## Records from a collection
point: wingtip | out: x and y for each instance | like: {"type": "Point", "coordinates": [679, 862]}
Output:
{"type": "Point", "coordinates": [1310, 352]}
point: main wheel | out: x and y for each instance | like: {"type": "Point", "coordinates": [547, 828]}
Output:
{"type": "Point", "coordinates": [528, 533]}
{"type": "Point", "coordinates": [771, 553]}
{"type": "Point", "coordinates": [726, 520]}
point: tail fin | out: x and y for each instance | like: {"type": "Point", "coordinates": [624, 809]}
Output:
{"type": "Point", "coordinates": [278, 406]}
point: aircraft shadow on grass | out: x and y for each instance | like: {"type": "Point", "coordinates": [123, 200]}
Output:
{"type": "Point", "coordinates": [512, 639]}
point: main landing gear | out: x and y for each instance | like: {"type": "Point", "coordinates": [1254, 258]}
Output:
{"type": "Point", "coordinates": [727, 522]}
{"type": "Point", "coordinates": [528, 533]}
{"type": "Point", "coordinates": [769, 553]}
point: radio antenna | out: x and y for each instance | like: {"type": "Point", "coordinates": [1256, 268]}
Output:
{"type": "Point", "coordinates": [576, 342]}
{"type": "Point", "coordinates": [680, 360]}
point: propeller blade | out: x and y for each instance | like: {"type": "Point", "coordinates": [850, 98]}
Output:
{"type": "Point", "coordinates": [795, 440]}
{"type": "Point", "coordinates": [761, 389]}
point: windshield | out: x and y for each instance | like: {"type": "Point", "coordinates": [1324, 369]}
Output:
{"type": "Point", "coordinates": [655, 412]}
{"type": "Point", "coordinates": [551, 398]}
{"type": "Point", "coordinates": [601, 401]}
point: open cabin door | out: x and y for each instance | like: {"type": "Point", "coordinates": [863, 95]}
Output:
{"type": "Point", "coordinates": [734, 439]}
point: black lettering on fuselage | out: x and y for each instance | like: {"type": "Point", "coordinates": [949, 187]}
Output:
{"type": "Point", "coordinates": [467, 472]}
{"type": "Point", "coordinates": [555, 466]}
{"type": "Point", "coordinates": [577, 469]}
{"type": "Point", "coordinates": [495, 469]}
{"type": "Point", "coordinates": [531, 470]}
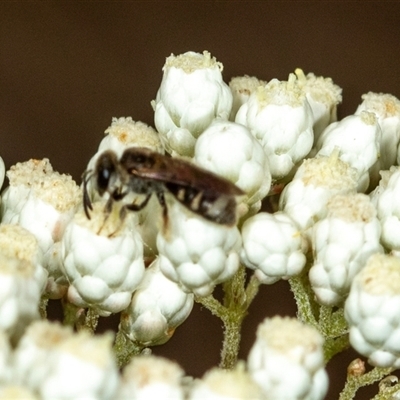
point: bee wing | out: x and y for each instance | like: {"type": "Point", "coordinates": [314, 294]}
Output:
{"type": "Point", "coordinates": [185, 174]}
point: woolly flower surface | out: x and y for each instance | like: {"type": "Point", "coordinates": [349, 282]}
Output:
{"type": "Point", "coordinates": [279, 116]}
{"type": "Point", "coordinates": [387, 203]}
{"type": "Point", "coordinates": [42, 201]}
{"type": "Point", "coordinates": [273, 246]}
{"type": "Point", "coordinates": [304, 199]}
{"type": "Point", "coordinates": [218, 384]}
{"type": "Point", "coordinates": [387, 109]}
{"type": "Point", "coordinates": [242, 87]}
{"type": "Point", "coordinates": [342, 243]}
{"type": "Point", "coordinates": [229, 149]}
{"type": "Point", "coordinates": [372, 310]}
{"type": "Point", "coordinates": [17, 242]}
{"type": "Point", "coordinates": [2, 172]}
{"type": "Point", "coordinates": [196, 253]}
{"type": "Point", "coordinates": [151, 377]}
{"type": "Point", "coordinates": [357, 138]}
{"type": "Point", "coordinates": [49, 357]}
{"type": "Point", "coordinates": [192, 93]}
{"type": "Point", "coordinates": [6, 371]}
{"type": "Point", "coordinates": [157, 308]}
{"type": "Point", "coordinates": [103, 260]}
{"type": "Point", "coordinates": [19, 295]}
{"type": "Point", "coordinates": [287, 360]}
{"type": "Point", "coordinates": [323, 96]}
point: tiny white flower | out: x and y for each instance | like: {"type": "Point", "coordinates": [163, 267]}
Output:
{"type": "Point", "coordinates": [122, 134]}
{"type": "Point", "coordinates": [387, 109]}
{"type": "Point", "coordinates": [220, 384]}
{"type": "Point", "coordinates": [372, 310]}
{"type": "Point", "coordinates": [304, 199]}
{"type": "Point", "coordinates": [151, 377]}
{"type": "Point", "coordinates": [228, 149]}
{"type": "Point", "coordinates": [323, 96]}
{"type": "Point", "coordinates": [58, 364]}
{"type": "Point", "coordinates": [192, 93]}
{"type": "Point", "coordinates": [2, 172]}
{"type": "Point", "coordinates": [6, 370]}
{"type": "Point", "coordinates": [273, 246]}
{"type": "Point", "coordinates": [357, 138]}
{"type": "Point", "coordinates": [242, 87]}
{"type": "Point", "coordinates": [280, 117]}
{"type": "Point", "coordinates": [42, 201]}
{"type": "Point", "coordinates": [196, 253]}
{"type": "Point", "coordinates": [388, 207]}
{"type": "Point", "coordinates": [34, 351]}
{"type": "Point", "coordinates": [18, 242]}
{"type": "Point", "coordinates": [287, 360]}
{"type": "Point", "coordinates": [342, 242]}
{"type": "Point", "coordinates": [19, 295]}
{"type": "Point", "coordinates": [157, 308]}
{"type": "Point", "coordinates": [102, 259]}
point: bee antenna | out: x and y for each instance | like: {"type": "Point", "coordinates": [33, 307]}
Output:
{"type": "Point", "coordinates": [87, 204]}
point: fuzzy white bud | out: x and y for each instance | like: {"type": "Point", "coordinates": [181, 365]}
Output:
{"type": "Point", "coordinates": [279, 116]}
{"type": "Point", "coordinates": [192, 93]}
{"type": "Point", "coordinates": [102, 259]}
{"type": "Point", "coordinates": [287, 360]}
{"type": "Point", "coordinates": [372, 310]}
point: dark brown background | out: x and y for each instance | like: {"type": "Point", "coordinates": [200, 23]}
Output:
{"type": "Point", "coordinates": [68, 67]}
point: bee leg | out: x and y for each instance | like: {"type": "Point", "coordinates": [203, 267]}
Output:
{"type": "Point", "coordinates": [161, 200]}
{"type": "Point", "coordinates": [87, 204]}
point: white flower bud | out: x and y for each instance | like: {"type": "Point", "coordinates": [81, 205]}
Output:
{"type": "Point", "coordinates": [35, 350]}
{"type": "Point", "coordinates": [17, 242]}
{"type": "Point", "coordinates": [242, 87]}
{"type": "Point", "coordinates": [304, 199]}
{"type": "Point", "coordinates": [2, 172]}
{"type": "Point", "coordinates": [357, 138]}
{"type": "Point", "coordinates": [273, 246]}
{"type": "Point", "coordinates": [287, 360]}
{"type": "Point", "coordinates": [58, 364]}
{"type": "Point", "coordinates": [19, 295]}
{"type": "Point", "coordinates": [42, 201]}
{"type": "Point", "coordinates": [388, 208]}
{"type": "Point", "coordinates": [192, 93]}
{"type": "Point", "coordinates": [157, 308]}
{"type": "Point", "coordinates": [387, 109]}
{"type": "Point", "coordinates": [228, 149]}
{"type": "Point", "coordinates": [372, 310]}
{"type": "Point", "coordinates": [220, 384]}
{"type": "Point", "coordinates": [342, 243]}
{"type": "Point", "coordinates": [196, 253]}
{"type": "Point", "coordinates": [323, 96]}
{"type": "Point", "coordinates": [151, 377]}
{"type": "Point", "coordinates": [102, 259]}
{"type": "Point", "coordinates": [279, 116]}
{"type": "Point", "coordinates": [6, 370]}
...
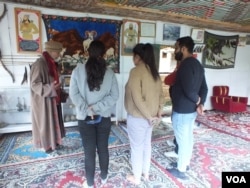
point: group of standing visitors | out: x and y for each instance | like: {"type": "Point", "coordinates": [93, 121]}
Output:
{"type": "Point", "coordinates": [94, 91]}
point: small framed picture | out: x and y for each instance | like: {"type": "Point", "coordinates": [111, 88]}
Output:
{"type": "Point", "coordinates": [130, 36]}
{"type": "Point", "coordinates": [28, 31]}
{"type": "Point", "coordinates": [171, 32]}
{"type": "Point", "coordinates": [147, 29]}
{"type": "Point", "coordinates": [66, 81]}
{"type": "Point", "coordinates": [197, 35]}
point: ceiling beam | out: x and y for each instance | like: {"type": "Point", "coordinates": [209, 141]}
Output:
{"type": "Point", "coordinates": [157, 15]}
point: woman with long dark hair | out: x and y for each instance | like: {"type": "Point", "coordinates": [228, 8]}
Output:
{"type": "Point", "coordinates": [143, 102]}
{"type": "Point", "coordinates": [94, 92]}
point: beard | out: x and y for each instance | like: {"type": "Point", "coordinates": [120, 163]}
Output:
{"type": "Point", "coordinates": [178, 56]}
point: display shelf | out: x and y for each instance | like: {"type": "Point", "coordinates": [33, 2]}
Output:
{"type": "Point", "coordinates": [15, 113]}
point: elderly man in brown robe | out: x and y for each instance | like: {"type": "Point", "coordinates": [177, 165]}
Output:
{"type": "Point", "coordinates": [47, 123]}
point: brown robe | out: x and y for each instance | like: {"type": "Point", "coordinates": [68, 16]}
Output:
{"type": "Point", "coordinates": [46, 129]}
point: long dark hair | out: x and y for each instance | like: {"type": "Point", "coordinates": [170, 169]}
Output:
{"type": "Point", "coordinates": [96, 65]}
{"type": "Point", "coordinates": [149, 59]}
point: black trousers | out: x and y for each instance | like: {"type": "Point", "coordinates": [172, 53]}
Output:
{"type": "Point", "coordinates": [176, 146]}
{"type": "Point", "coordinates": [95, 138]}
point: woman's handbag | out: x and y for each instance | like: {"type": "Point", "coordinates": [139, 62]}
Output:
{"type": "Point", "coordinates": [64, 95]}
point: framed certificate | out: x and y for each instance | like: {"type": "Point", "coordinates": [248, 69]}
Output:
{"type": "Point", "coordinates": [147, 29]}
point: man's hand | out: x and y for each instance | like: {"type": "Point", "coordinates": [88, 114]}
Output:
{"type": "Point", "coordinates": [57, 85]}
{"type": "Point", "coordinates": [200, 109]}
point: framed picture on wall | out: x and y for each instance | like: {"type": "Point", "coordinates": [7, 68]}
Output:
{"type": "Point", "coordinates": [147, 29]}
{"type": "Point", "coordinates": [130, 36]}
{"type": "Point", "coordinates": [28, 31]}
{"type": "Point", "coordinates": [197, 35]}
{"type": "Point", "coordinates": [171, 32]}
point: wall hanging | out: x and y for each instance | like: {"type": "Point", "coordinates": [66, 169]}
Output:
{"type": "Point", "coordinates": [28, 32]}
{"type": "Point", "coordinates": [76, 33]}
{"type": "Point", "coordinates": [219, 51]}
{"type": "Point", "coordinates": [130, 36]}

## WHAT YOU SHOULD DO
Copy out, from the records above, every line that holds the string "wall".

## EXERCISE ANSWER
point: framed picture on wall | out: x and y for each instance | like: {"type": "Point", "coordinates": [7, 68]}
point: wall hanging | out: x and y for each instance | like: {"type": "Point", "coordinates": [66, 169]}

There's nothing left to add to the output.